» **POTONGAN TULISAN**:
::::
Monday, November 8, 2010

APAKAH KAMU AR-RIJAAL / LELAKI SEJATI?

oleh: fatma elly

ORANG SELALU BICARA TENTANG PEREMPUAN. Bagaimana menasehatinya, agar bertingkah laku baik. Berakhlak karimah. Tentu saja aku menyetujuinya.100%. Bukankah agama itu nasehat. Dan juga akhlak yang baik? Dan bagaimana pula Rasul shalallahu ‘alahi wassallam., memerintahkan untuk berwasiat kepada perempuan dengan baik-baik? Sebagaimana gambaran petikan hadis dari Ibnu Majah dan Tarmidzi itu?

Dan memang perempuan sebagai belahan dari kaum pria, haruslah berakhlak mulia.



NAMUN, satu hal yang ingin dibicarakan di sini, betapa kurang pembicaraan tentang lelaki. Padahal ia begitu sangat pentingnya untuk ikut pula dibicarakan dan diperbincangkan. Bukankah ia adalah seorang pemimpin? Bahkan bukan hanya sebagai pemimpin keluarga, perempuan, tapi juga pemimpin umat?



Sebagaimana yang dilukiskan dan digambarkan ayat-ayat ini:



“Kaum laki-laki itu adalah pemimpin bagi kaum wanita, oleh karena Allah telah melebihkan sebahagian mereka (laki-laki) atas sebahagian yang lain (wanita), dan karena mereka (laki-laki) telah menafkahkan sebahagian dari harta mereka………..” (QS 4:34)



LALU lihatlah, bagaimana Allah telah menciptakan Adam as. sebagai khalifah di muka bumi:



“Ingatlah ketika Tuhanmu berfirman kepada para malaikat: “Sesungguhnya Aku hendak menjadikan seorang khalifah di muka bumi………….” (QS 2:30)



Lihatlah pula bagaimana para Rasul dan Nabi ‘alaihissalam itu terdiri dari para kaum lelaki:



“Kami (Allah) tidak pernah mengutus rasul yang sebelummu (Muhammad) melainkan orang-orang lelaki yang Kami berikan wahyu kepada mereka itu.” (QS 21:7)
::::
» **DATA SUMBER**:
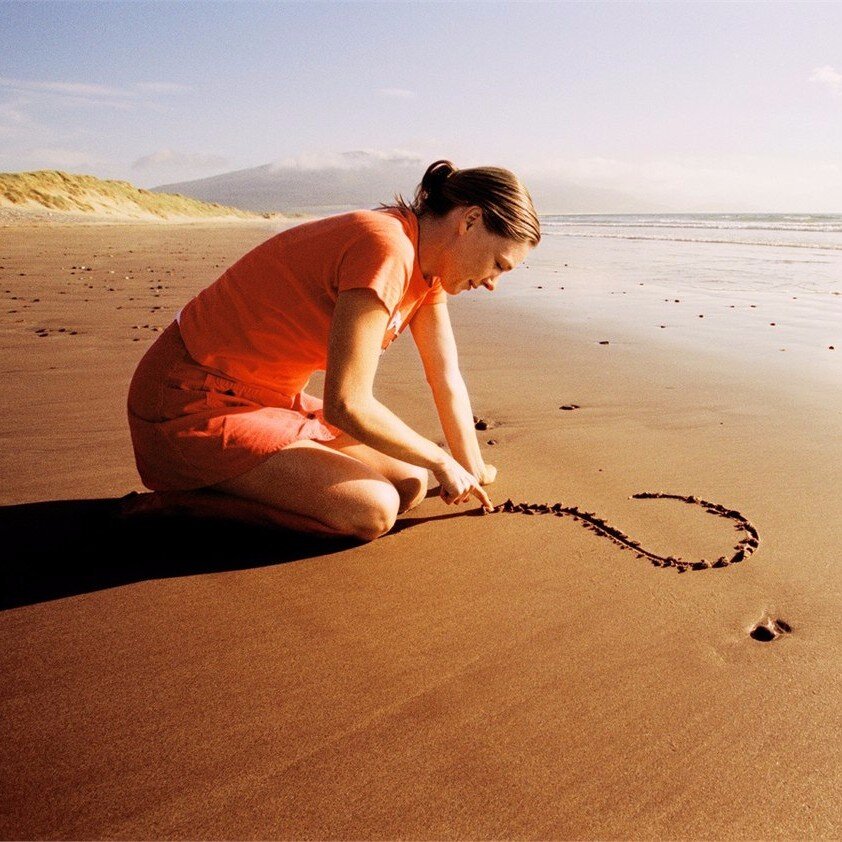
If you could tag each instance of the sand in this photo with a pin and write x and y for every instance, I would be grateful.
::::
» **YANG DIMINTA**:
Teruskan tulisan tentang lelaki sejati, mulai setelah kalimat terakhir yang ada.

» **HASIL LATIHAN**:
Begitu pula para pemimpin. Sebagaimana Adam as. sebagai khalifah, maka kaum lelaki juga memegang estafet kepemimpinan:



“Kami telah menjadikan mereka itu sebagai pemimpin-pemimpin yang memberi petunjuk dengan perintah Kami dan telah Kami wahyukan kepada mereka mengerjakan kebajikan, mendirikan sholat, menunaikan zakat, dan hanya kepada Kamilah mereka selalu menyembah” (QS 21:73)



MALAH, pada mereka, sebagai khalifah dan pemimpin tersebut, dipikulkan amanat untuk memakmurkan bumi:



“…………………………………… Dia telah menciptakan kamu dari bumi (tanah) dan menjadikan kamu pemakmurnya……………..” (QS 11:61)



Sebagai pemimpin, iapun harus bertanggung jawab terhadap kepemimpinannya.



“Semua kamu adalah pemimpin dan bertanggung jawab atas kepemimpinannya. Seorang Imam, (kepala pemeritahan/Negara), pemimpin dan bertanggung-jawab atas rakyatnya. Seorang suami pemimpin dalam keluarganya dan bertanggung-jawab atas kepemimpinannya. Seorang istri pemimpin dan bertanggung-jawab atas penggunaan harta suaminya. Seorang pelayan (karyawan) bertangung-jawab atas harta majikannya. Seorang anak bertanggung-jawab atas penggunaan harta ayahnya.” (HR. Al-Bukhari dan Muslim)



KARENA fokus pembicaraan tentang lelaki, maka titik tujunya pun pada kepemimpinan lelaki. Baik di eselon tertinggi sebagai kepala Negara atau pemerintahan terhadap rakyatnya, maupun di hierarki selanjutnya sebagai kepala keluarga, terhadap anak istrinya.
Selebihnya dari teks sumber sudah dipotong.